--- Exercise directions ---
Render every line of the records below as a numbered list, omitting blank lines.

(Records from a dataset)
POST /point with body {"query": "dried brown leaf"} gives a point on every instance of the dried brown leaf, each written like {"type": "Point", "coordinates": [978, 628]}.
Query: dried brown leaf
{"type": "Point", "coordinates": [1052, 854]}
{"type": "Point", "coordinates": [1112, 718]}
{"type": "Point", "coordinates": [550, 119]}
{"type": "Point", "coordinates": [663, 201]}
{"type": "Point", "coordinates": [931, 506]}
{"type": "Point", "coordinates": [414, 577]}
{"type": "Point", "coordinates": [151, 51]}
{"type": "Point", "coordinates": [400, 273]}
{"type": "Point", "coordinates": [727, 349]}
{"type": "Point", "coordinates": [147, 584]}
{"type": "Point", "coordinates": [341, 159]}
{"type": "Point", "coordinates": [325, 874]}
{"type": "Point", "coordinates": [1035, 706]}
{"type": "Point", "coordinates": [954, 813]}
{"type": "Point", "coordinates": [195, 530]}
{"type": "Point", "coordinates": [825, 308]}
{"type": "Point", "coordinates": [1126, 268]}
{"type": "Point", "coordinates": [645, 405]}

--- Solution to the problem ---
1. POST /point with body {"query": "dried brown leaf"} gives a point on every instance of the dried brown leaf, each written like {"type": "Point", "coordinates": [978, 628]}.
2. Query: dried brown leaf
3. {"type": "Point", "coordinates": [1052, 854]}
4. {"type": "Point", "coordinates": [1112, 718]}
5. {"type": "Point", "coordinates": [550, 119]}
6. {"type": "Point", "coordinates": [663, 201]}
7. {"type": "Point", "coordinates": [931, 506]}
8. {"type": "Point", "coordinates": [414, 577]}
9. {"type": "Point", "coordinates": [151, 51]}
10. {"type": "Point", "coordinates": [400, 273]}
11. {"type": "Point", "coordinates": [727, 349]}
12. {"type": "Point", "coordinates": [147, 584]}
13. {"type": "Point", "coordinates": [341, 159]}
14. {"type": "Point", "coordinates": [325, 874]}
15. {"type": "Point", "coordinates": [1035, 706]}
16. {"type": "Point", "coordinates": [954, 813]}
17. {"type": "Point", "coordinates": [195, 530]}
18. {"type": "Point", "coordinates": [825, 308]}
19. {"type": "Point", "coordinates": [1126, 268]}
20. {"type": "Point", "coordinates": [645, 405]}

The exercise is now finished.